▶ _EXERCISE BRIEF_: Write out every entry below word for word, leaving nothing out.

────────

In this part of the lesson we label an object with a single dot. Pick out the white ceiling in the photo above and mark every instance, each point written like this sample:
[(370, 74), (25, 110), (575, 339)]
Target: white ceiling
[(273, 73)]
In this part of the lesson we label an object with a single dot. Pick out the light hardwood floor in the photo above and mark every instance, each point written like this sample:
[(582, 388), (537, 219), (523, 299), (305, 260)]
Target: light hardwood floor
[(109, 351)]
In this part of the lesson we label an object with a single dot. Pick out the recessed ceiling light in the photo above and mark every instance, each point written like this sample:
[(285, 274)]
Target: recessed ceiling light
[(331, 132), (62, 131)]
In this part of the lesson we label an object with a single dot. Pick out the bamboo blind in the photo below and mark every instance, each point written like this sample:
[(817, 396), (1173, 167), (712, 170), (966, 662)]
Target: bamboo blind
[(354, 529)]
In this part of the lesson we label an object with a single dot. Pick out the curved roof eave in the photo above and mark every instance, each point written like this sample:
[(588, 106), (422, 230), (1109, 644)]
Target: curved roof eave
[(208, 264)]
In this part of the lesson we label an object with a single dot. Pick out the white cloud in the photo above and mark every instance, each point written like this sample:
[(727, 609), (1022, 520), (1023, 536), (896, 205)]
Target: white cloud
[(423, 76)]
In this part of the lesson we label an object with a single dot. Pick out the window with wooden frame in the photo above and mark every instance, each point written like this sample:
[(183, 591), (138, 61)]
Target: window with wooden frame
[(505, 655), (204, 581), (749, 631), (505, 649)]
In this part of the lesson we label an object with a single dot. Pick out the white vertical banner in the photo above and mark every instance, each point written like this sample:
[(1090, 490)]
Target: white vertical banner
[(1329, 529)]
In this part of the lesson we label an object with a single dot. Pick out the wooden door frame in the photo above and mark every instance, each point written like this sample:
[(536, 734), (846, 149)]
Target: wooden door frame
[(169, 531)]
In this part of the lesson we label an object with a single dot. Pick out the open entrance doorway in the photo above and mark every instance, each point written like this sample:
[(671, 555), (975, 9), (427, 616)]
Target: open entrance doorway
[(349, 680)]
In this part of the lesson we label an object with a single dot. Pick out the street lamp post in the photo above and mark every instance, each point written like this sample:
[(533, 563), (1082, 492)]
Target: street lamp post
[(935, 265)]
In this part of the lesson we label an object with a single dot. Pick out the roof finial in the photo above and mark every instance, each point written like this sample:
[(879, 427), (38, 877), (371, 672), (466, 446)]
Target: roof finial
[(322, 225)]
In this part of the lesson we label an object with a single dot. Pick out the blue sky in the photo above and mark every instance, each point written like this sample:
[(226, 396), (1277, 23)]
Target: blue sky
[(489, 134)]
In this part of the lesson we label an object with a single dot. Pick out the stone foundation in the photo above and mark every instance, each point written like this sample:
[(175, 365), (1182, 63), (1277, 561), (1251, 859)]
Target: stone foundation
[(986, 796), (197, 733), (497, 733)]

────────

▶ _EXPECTED OUTPUT_:
In this part of the lesson we label an object with a single dot. Pick out the white ceiling in the photo above and mark every instance, each point written like this sample:
[(370, 74), (25, 110), (575, 339)]
Target: white ceiling
[(273, 73)]
In this part of the lesson we label an object with a single dot. Pick out the light hardwood floor in the photo above and mark every instance, each point written like this sample:
[(582, 388), (537, 219), (523, 299), (305, 260)]
Target: light hardwood floor
[(109, 351)]
In this part of the lesson we label an object with a single dot. Pick out the recessed ceiling light in the photo above and mark every instance, each point written like this sample:
[(285, 274)]
Target: recessed ceiling light
[(331, 132), (62, 131)]
In this part of the lesson we label an object with a single dot. Pick out the bamboo blind in the photo below and mark every instance, each point written like this sample:
[(817, 396), (1173, 167), (712, 170), (966, 662)]
Target: bamboo blind
[(354, 529)]
In this part of the lesson we label an object with a single dot. Pick out the curved roof eave in the photo above and mark every instance, each point written like this sample:
[(588, 106), (422, 230), (1109, 644)]
Target: curved roof eave
[(208, 264)]
In this part of the lesson we label an object with a single dot. Pick out the white cloud in the photo above and mark every instance, each point written like this sample:
[(727, 609), (1022, 520), (1023, 536), (896, 205)]
Target: white cloud
[(423, 76)]
In this part of the lesson we label an object with a single dot. Pick out the window with wooden frame in the photo above and mark every instance, each point written like this sample:
[(183, 591), (138, 61)]
Target: window with wooden frame
[(505, 655), (204, 581), (749, 631), (505, 649)]
In this part of the lesson we label an object with a single dot. Pick out the white vertical banner in the photo above and mark every instance, each point written like this sample:
[(1090, 490)]
Target: white vertical banner
[(1329, 529)]
In this part of the lesson we label an object with a single dot. Pick out the wooden door frame in the photo above and mark every instance, each point written like this sample:
[(536, 734), (846, 149)]
Target: wooden door frame
[(169, 531)]
In this part of the lesson we label an object with a single dot. Pick out the open entrance doorway in the photo above and mark every instance, each point written like this sample:
[(671, 555), (975, 9), (427, 616)]
Target: open entrance doorway
[(349, 680)]
In this part of the lesson we label an object with a single dot. Pick out the street lamp post in the photo above and mark every instance, each point written like this sample:
[(533, 563), (1082, 492)]
Target: street lamp post
[(935, 265)]
In this part of the lesson we label an object with a single dot. Pick out the roof finial in the photo above and mark every instance, each point written like this sample:
[(879, 427), (38, 877), (371, 672), (466, 446)]
Target: roof finial
[(322, 225)]
In this part of the lesson we label an object with a single dot. Pick out the blue sky in the photo above and mark every instance, each point written like this sample:
[(226, 396), (1277, 23)]
Target: blue sky
[(489, 134)]
In this part of the lesson we label an object with a single dot. Pick out the stone foundation in the photo above and mark every instance, each point written like this sample:
[(175, 365), (1182, 63), (1277, 561), (1251, 859)]
Target: stone foundation
[(986, 796), (197, 733), (497, 733)]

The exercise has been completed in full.